§ WHAT THE TASK REQUIRES
Starting at the first line below, copy through to the last line exactly.

Stored data
========

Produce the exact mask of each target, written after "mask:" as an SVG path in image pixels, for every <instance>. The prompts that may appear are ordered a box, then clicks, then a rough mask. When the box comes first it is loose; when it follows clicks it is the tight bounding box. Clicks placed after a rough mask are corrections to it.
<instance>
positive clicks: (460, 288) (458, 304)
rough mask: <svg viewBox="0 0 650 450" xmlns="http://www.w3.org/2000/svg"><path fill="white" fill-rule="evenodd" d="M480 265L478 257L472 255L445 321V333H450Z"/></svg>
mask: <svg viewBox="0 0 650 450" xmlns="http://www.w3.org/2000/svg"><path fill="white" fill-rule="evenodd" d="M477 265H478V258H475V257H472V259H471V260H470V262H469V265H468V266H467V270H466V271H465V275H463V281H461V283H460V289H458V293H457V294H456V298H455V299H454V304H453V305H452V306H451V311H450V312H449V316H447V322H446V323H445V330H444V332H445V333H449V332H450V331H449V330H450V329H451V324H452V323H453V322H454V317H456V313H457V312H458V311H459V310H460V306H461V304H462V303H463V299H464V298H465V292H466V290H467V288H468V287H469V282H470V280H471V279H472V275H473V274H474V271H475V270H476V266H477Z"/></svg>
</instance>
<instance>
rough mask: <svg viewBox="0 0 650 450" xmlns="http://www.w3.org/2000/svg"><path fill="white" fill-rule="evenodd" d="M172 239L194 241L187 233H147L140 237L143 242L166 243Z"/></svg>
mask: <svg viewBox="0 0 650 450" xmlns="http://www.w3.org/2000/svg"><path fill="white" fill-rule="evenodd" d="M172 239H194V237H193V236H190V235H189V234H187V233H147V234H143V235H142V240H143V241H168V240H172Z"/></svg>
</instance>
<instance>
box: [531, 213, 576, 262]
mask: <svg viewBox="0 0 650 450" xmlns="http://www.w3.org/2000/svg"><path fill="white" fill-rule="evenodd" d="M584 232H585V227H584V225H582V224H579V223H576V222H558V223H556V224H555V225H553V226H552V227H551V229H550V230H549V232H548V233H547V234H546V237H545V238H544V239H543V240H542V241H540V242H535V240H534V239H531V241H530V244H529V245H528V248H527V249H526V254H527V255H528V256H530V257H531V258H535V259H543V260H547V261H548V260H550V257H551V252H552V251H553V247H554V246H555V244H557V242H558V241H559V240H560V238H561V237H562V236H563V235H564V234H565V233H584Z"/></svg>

========

§ RESULT OF THIS TASK
Produce the exact mask of each target, written after "mask:" as an SVG path in image pixels, for every <instance>. The prompts that may appear are ordered a box, then clicks, then a rough mask. When the box comes first it is loose; when it follows clicks it is the tight bounding box. Clicks placed after a rough mask are corrections to it.
<instance>
positive clicks: (460, 288) (458, 304)
rough mask: <svg viewBox="0 0 650 450" xmlns="http://www.w3.org/2000/svg"><path fill="white" fill-rule="evenodd" d="M480 265L478 257L472 255L445 321V333H450Z"/></svg>
mask: <svg viewBox="0 0 650 450" xmlns="http://www.w3.org/2000/svg"><path fill="white" fill-rule="evenodd" d="M477 265H478V258H475V257H472V259H471V260H470V262H469V265H468V266H467V270H466V271H465V275H463V281H461V283H460V289H458V293H457V294H456V298H455V299H454V304H453V305H452V306H451V311H450V312H449V316H447V322H446V323H445V330H444V332H445V333H449V332H450V331H449V330H450V329H451V324H452V323H453V322H454V317H456V313H457V312H458V311H459V310H460V306H461V304H462V303H463V299H464V298H465V292H466V290H467V288H468V287H469V282H470V280H471V279H472V275H473V274H474V271H475V270H476V266H477Z"/></svg>
</instance>
<instance>
rough mask: <svg viewBox="0 0 650 450" xmlns="http://www.w3.org/2000/svg"><path fill="white" fill-rule="evenodd" d="M172 239L194 241L187 233H147L140 237L143 242L166 243Z"/></svg>
mask: <svg viewBox="0 0 650 450" xmlns="http://www.w3.org/2000/svg"><path fill="white" fill-rule="evenodd" d="M172 239H194V237H193V236H190V235H189V234H187V233H147V234H143V235H142V240H143V241H168V240H172Z"/></svg>
</instance>
<instance>
box: [531, 213, 576, 262]
mask: <svg viewBox="0 0 650 450" xmlns="http://www.w3.org/2000/svg"><path fill="white" fill-rule="evenodd" d="M584 232H585V227H584V225H582V224H579V223H576V222H558V223H556V224H555V225H553V226H552V227H551V229H550V230H549V232H548V233H547V234H546V237H545V238H544V239H543V240H542V241H540V242H535V240H534V239H531V241H530V244H529V245H528V248H527V249H526V254H527V255H528V256H530V257H531V258H535V259H543V260H547V261H548V260H550V257H551V252H552V251H553V247H554V246H555V244H557V242H558V241H559V240H560V238H561V237H562V236H563V235H564V234H565V233H584Z"/></svg>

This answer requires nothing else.